------ RECORDS PROVIDED
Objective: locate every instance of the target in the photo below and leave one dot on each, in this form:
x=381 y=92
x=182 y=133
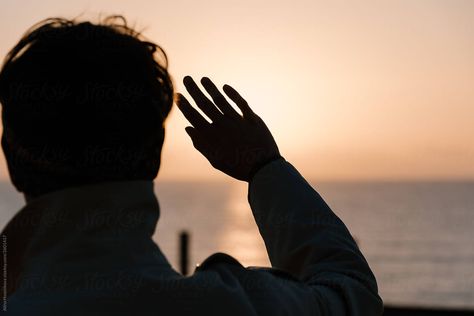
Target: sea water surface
x=417 y=236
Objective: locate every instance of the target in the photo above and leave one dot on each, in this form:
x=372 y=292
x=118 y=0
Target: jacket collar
x=121 y=210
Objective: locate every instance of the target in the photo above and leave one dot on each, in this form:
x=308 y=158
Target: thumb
x=193 y=134
x=190 y=131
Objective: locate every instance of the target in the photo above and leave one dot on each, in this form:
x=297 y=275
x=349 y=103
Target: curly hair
x=83 y=103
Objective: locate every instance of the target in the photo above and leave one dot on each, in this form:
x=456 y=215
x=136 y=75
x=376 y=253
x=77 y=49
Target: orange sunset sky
x=352 y=90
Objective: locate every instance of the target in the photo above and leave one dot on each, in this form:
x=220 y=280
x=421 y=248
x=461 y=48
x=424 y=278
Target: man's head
x=83 y=103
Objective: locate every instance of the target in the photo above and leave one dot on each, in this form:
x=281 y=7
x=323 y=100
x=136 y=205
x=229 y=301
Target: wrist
x=257 y=167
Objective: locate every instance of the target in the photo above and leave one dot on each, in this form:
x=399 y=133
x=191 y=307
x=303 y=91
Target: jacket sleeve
x=306 y=239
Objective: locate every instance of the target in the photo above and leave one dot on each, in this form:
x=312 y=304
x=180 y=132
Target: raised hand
x=238 y=145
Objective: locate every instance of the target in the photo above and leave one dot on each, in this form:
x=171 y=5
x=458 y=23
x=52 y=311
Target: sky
x=351 y=90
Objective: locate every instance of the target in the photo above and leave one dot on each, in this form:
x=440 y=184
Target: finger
x=239 y=101
x=193 y=116
x=197 y=139
x=201 y=100
x=219 y=99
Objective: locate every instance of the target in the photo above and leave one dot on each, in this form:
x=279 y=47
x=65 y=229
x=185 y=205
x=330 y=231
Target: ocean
x=417 y=236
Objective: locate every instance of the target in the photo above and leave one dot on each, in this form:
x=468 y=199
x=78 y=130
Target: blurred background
x=372 y=101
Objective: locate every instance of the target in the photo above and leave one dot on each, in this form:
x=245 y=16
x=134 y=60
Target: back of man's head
x=83 y=103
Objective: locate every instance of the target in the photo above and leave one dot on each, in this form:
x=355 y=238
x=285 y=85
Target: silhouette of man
x=83 y=109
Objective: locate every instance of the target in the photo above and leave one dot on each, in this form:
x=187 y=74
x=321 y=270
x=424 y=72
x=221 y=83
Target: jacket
x=88 y=250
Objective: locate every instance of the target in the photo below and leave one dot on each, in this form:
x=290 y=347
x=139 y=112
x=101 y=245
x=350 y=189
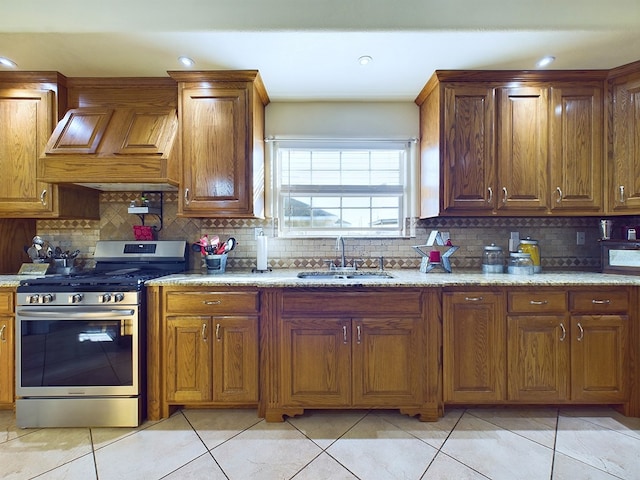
------------
Which lines in the listing contain the string "head", with case counting? Copy out each of them.

** SOLUTION TO THIS TASK **
Target: man's head
Target: back of man's head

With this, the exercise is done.